WHAT TO WORK ON:
Please return each line of the records below as a JSON list of strings, one string per line, leaving out blank lines and the pictures.

MATERIAL TO PROCESS:
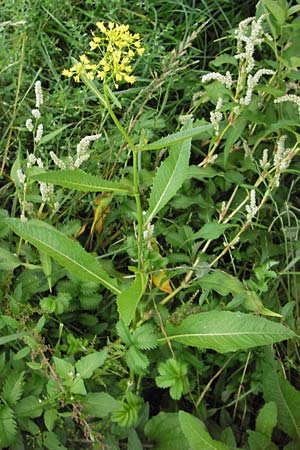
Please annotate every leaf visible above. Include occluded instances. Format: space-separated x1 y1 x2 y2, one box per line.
256 401 277 440
263 355 300 441
138 124 212 151
53 356 75 380
163 311 295 353
40 123 72 145
80 392 122 419
195 222 232 240
178 411 230 450
6 219 120 294
30 169 133 195
144 412 191 450
75 349 108 379
0 248 21 270
2 372 24 407
14 395 43 419
0 405 17 448
146 121 192 224
117 272 147 325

RESPONSE TO THIS TASK:
[
  "Please annotate every leaf visible above. Include occluded instances. Format: space-separated x1 y1 x2 y2, one box per line.",
  "256 401 277 440",
  "263 355 300 441",
  "138 124 212 151",
  "53 356 75 380",
  "163 311 295 353",
  "40 123 72 145",
  "80 392 122 419",
  "195 222 232 240",
  "178 411 230 450",
  "6 219 120 294",
  "30 169 133 195",
  "144 412 191 450",
  "75 349 108 379",
  "0 248 21 270",
  "2 372 24 407",
  "14 395 43 419",
  "0 405 17 448",
  "146 121 192 224",
  "117 272 147 325"
]